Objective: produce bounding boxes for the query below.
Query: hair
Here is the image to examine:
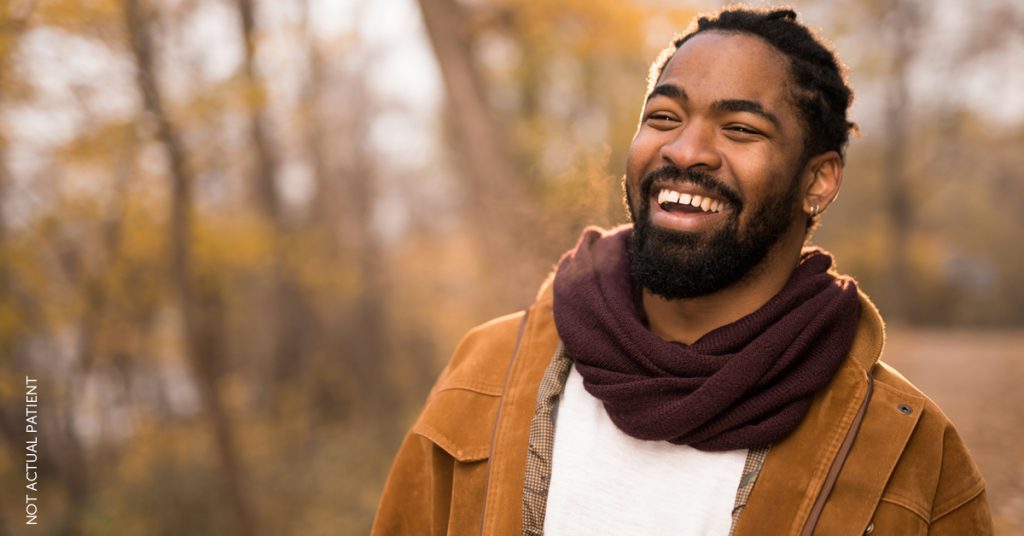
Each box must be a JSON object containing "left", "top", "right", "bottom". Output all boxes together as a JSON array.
...
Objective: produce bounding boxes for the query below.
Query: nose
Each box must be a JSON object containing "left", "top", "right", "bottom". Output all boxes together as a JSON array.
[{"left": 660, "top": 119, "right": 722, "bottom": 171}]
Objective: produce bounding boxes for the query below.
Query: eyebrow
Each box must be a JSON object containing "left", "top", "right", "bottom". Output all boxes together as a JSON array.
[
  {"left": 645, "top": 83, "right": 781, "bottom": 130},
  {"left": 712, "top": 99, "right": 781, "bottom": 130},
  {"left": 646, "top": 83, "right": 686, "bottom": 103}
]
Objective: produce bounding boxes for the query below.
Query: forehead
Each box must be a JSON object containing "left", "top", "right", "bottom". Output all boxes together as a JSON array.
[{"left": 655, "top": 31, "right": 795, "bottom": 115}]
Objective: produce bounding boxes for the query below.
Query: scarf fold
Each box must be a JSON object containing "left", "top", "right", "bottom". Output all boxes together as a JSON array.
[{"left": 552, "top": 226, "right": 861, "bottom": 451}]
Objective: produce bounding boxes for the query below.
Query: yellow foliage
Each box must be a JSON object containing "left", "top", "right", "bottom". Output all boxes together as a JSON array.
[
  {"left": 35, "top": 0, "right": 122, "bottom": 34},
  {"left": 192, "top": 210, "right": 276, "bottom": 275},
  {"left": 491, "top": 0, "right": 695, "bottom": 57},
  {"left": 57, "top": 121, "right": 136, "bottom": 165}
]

■ WORK INSTRUCTIONS:
Output, from the data above, the lines from the line with "Query: nose" to the line with "Query: eyebrow" exactly as they stand, both ends included and nothing else.

■ EXERCISE RESULT:
Query: nose
Each box must be a JSON object containing "left", "top", "right", "bottom". Output all boxes together as a JSON array.
[{"left": 660, "top": 119, "right": 722, "bottom": 171}]
Objective: produce bounding boxes for the query below.
Query: eyebrow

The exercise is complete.